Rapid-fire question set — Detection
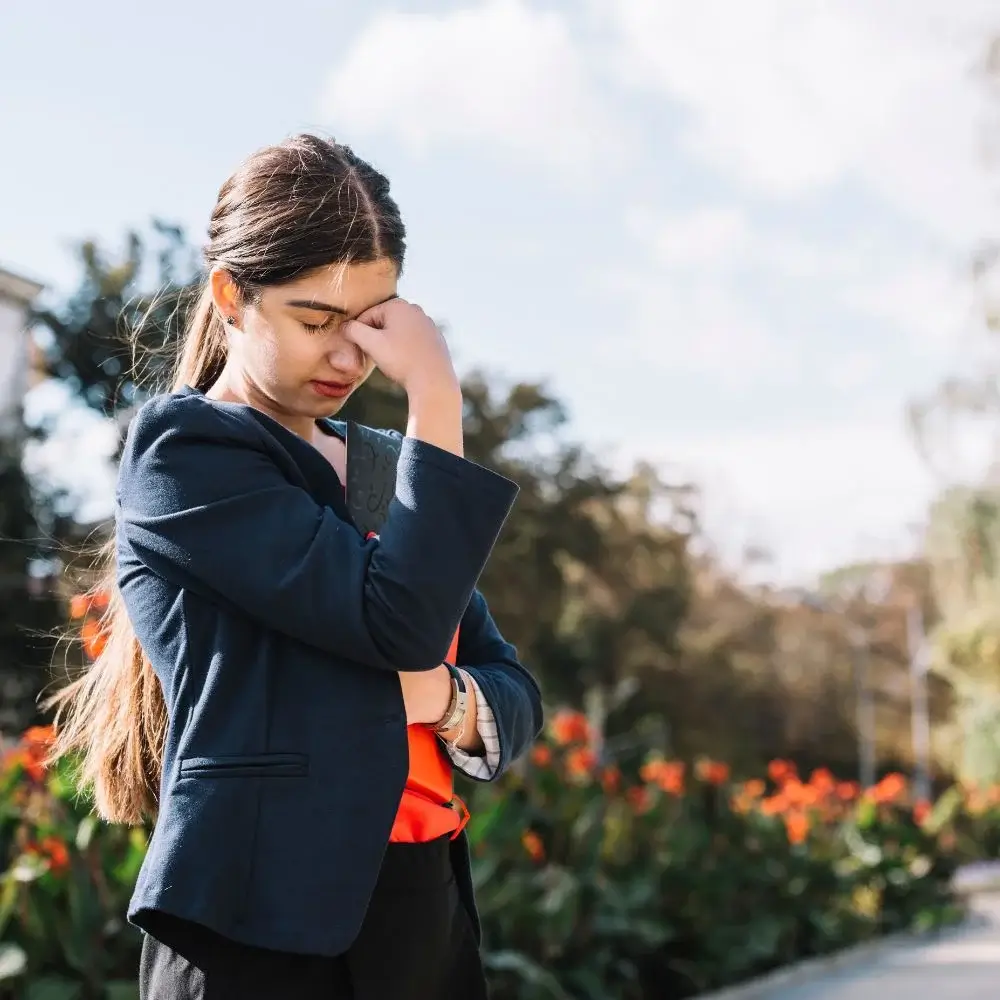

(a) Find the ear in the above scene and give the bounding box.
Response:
[208,267,243,325]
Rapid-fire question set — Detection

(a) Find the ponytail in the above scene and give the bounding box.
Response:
[44,283,227,824]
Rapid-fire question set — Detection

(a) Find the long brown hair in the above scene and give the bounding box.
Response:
[45,135,406,823]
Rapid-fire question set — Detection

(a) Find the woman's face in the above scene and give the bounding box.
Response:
[212,260,397,426]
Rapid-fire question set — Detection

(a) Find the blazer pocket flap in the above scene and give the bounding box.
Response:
[180,753,309,778]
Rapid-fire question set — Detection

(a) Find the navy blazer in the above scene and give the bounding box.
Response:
[115,388,542,955]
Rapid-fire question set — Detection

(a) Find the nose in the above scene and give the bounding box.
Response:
[327,338,368,381]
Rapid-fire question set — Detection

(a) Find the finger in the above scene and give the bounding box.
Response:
[358,296,402,330]
[340,319,385,358]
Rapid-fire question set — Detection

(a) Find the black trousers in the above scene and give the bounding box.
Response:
[139,837,488,1000]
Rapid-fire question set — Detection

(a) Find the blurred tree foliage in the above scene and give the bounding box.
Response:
[910,36,1000,783]
[15,224,936,777]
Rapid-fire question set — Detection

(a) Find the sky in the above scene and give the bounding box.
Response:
[0,0,1000,583]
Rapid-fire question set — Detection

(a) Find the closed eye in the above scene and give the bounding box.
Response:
[299,316,344,333]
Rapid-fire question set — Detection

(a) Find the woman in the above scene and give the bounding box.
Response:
[47,135,541,1000]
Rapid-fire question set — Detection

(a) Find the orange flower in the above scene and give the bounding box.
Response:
[3,747,45,781]
[80,618,108,660]
[785,810,809,844]
[625,785,653,813]
[767,760,799,785]
[866,773,906,805]
[566,747,597,778]
[837,781,861,802]
[21,726,56,751]
[601,764,622,795]
[552,709,590,746]
[760,794,788,816]
[639,760,684,795]
[696,758,729,786]
[27,836,69,875]
[521,830,545,864]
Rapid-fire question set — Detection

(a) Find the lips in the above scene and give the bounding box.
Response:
[309,379,355,399]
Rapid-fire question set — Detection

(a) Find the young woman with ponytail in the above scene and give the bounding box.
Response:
[46,135,541,1000]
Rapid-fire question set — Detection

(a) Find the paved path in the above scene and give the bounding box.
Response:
[767,895,1000,1000]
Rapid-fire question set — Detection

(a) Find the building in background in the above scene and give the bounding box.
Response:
[0,267,43,431]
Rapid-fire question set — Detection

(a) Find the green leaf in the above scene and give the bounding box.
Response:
[0,874,17,938]
[483,951,573,1000]
[104,979,139,1000]
[24,976,83,1000]
[0,944,28,982]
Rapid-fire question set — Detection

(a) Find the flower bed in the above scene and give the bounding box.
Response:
[0,712,984,1000]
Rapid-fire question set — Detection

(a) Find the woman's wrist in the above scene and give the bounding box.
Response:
[406,379,465,458]
[438,670,485,756]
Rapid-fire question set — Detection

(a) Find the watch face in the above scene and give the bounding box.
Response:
[347,422,402,536]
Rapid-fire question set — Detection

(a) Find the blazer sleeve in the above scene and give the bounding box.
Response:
[116,396,517,670]
[458,590,543,781]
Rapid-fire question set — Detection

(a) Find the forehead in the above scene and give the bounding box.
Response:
[276,260,398,316]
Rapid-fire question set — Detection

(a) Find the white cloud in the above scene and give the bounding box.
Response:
[322,0,625,178]
[591,0,998,242]
[845,257,981,353]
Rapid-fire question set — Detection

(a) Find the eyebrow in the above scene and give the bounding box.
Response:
[285,299,347,316]
[285,292,399,316]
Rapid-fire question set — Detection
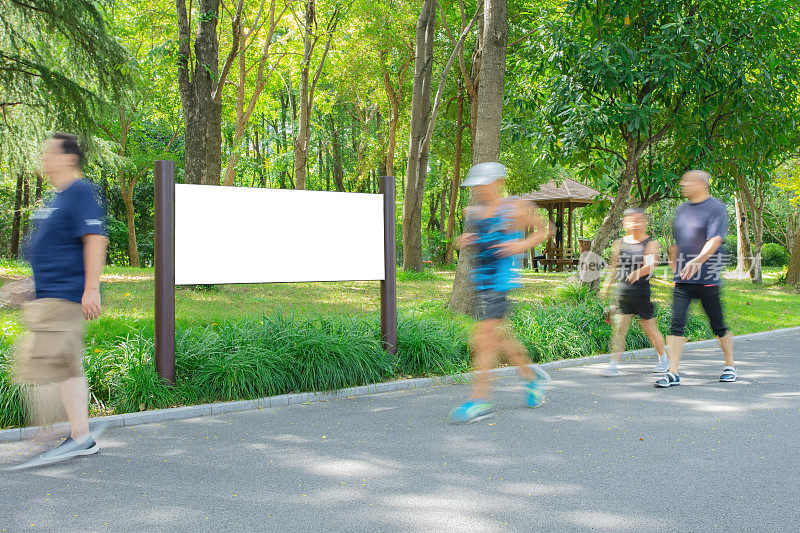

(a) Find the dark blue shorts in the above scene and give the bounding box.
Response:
[475,290,510,320]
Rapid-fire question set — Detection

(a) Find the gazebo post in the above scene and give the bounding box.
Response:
[567,202,573,258]
[556,203,564,272]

+-------+

Put all of the data above into a numbered list with one entry per line, leaving out blank lines and the pictures.

- OUTPUT OF THE TASK -
1. Rapid-fire question set — Detection
2. (a) Find the ear in the above scene and give the bounding box.
3. Response:
4. [208,267,243,325]
5. Rapid-fire question set — Detection
6. (a) Find the ponytail in the above scene and give the bounding box.
7. Response:
8. [44,283,227,824]
9. Rapid-fire question set — Detection
10. (a) Find the long brown hair in the above scene and give the bounding box.
11. Response:
12. [45,135,406,823]
13. Rapid-fire question set — Detection
14. (a) Find the woman's face in the above scene and give the bounding box.
15. Response:
16. [212,260,397,426]
17. Rapid-fire question set — Detection
18. (a) Find the blazer pocket flap in the above scene and give the bounding box.
19. Response:
20. [180,753,309,778]
21. Rapid-fire question set — Detection
22. (a) Find the navy blazer in the above scene and give the bounding box.
23. Response:
24. [115,388,542,955]
25. Rapid-fire question set — Detection
26. (a) Find the nose in the above scene and give the bounding box.
27. Response:
28. [327,338,368,381]
29. Rapid-fire question set — Detection
30. (a) Find the finger in the above scene and give the bounding box.
31. Response:
32. [358,296,402,330]
33. [340,319,385,358]
34. Rapid-fire question set — Detection
35. (a) Find the black trousers in the above scene and give the bounding box.
36. Response:
37. [139,837,488,1000]
38. Rapid-fire question set — Detection
39. (a) Find the blurred tree foliage in the above scene and give the bounding box.
40. Response:
41. [910,36,1000,783]
42. [15,224,936,777]
43. Rapid-fire question set — Detection
44. (a) Find the sky in the above scene and give the bounding box.
45. Response:
46. [0,0,1000,583]
47. Rapid-fire question set — Detection
48. (a) Find the closed eye in the above scene and give the bounding box.
49. Response:
50. [299,316,344,333]
51. Rapid-fire question set — Detection
52. (a) Find the woman in the above scene and give the bounding box.
53. Response:
54. [47,135,541,1000]
55. Rapid-fire question set — Detection
56. (a) Find the orange flower in the above scene and give the bounding box.
57. Response:
58. [3,747,45,781]
59. [80,618,108,660]
60. [785,810,809,844]
61. [625,785,653,813]
62. [767,760,799,785]
63. [866,773,906,805]
64. [566,747,597,778]
65. [837,781,861,802]
66. [21,726,56,751]
67. [601,764,622,795]
68. [552,709,590,746]
69. [760,794,788,816]
70. [639,760,684,795]
71. [696,758,729,786]
72. [27,836,69,875]
73. [521,830,545,864]
74. Rapid-fire question set — Detection
75. (a) Find the lips in the above scene and give the bounding box.
76. Response:
77. [309,379,355,399]
78. Rapid-fire question set — Detection
79. (a) Find the young woman with ponytail in the above scene and give the bounding box.
80. Response:
81. [46,135,541,1000]
82. Rapid-fire question set — Detection
83. (a) Find the paved path in the above scene and give the bounding box.
84. Response:
85. [767,895,1000,1000]
86. Rapid-fire question set — Detection
87. (a) Find the building in background in the above scene and give the bounding box.
88. Response:
89. [0,267,43,431]
90. Rapid-fire question set — Detection
91. (a) Find the green leaf in the above scene and give the bounding box.
92. Response:
93. [0,874,17,938]
94. [483,951,573,1000]
95. [104,979,139,1000]
96. [24,976,83,1000]
97. [0,944,28,982]
98. Rapid-fire question set — Detection
99. (a) Find the flower bed in the above scene and give the bounding box.
100. Response:
101. [0,712,984,1000]
102. Rapid-fire question set — Detection
103. (a) Find the woman's wrist in the above scene and give the bounding box.
104. Response:
105. [406,379,465,458]
106. [438,670,485,756]
107. Rapid-fire question set — Detection
108. (a) Find the watch face in the above scene and give the bounding box.
109. Response:
110. [347,422,402,536]
111. Rapid-fire question set — Detection
112. (a) Find the blazer sleeve in the above scene and give the bounding box.
113. Response:
114. [116,396,517,670]
115. [458,590,543,781]
116. Rapid-fire question set — Detection
117. (a) Find the forehead in the above scene and give the bounding box.
118. Response:
119. [276,260,398,316]
120. Rapid-fire question set — Detection
121. (a) Find the white cloud in the above scene and give the bounding box.
122. Response:
123. [322,0,625,178]
124. [591,0,998,242]
125. [845,257,981,353]
126. Rapid-fire question set — Detection
127. (a) Find the eyebrow in the above scene and give the bounding box.
128. Response:
129. [285,299,347,316]
130. [285,292,399,316]
131. Rapid-fire question set — Detection
132. (a) Find the dark blue shorts in the above scene and give the bounding box.
133. Response:
134. [475,290,510,320]
135. Rapid-fire question set — Detection
136. (a) Find the gazebo post in the above scene and give the bounding box.
137. Response:
138. [567,202,573,258]
139. [556,203,564,272]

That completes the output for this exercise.